Top of Exercise data

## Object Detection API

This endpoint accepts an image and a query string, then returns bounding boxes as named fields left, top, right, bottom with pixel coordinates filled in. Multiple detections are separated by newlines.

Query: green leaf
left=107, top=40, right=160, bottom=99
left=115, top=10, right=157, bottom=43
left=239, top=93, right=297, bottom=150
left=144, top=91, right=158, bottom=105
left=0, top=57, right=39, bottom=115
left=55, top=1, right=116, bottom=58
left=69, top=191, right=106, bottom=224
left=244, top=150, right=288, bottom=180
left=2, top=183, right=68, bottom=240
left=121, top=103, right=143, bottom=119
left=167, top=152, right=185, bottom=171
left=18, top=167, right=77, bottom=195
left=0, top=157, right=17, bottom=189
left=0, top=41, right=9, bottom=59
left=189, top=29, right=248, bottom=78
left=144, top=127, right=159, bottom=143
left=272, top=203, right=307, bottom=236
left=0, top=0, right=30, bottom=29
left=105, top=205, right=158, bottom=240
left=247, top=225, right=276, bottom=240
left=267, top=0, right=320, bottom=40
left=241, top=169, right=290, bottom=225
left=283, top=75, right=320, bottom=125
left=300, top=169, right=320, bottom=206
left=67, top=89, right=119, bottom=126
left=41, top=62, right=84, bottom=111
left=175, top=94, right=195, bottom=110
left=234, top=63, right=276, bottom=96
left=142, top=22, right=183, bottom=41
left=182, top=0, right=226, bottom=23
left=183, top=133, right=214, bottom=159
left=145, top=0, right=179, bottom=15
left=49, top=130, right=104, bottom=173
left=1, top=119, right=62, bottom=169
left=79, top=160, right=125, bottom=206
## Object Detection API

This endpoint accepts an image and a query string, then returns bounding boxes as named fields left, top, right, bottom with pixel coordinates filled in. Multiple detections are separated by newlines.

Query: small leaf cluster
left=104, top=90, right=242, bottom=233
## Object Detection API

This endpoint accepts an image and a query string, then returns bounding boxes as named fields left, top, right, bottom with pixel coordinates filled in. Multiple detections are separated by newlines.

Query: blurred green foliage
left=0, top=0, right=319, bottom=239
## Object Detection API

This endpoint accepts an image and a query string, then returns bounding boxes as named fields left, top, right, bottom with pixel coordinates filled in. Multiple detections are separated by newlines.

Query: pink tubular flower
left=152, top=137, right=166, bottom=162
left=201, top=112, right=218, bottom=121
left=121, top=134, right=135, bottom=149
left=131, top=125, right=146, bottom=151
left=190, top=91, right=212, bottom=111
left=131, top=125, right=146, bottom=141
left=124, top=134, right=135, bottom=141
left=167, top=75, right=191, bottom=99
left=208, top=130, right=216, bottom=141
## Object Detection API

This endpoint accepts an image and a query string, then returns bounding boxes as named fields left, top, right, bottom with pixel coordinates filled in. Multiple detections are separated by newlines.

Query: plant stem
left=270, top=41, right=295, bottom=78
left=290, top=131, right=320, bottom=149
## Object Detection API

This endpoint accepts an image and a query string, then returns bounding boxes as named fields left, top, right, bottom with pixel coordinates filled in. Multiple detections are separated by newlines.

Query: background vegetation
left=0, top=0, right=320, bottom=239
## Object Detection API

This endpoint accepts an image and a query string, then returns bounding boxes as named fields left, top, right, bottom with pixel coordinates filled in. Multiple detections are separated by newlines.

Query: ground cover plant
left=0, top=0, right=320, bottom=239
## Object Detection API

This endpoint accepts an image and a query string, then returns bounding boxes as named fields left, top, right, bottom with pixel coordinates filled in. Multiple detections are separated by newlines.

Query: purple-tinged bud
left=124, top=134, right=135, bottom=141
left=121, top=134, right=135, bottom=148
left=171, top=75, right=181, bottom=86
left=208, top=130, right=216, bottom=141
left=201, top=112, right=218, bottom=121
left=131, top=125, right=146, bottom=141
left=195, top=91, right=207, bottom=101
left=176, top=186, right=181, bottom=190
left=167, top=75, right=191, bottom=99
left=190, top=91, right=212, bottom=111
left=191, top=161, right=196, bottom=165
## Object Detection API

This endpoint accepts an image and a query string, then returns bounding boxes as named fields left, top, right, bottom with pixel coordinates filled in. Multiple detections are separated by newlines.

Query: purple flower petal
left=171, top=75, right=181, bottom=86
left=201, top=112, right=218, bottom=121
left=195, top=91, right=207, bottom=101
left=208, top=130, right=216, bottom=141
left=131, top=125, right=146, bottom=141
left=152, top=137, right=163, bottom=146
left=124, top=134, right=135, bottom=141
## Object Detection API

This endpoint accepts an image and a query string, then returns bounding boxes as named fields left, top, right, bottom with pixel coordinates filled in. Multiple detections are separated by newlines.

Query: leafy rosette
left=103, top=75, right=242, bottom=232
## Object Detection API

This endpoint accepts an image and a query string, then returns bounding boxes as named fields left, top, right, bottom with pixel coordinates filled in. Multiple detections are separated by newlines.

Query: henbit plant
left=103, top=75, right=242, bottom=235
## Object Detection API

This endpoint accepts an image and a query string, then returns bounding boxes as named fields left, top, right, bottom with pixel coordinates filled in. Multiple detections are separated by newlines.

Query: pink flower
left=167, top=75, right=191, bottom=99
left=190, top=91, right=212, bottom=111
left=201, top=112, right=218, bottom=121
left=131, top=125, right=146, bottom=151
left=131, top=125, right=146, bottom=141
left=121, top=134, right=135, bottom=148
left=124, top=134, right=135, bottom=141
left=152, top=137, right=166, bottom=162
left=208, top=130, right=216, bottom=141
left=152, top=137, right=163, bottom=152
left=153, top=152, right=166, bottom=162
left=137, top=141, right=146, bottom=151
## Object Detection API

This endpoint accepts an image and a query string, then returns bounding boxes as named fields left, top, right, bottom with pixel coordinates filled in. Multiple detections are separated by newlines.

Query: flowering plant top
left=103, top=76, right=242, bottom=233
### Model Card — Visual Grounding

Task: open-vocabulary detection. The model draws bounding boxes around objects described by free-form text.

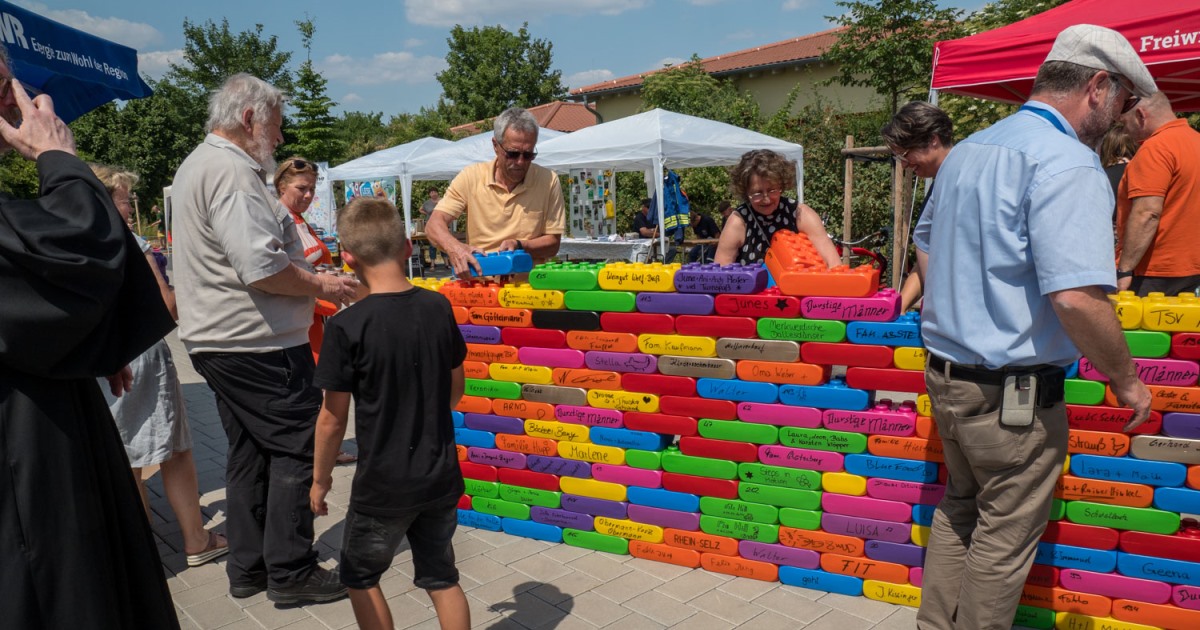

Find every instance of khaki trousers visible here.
[916,364,1068,630]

Bottom of Exercise data

Could you restate, word for word, every line from the one containing "Find every instance" through the last line of the records above, and nothing more?

- Completed task
Find every instance of khaki trousers visible here.
[916,364,1068,630]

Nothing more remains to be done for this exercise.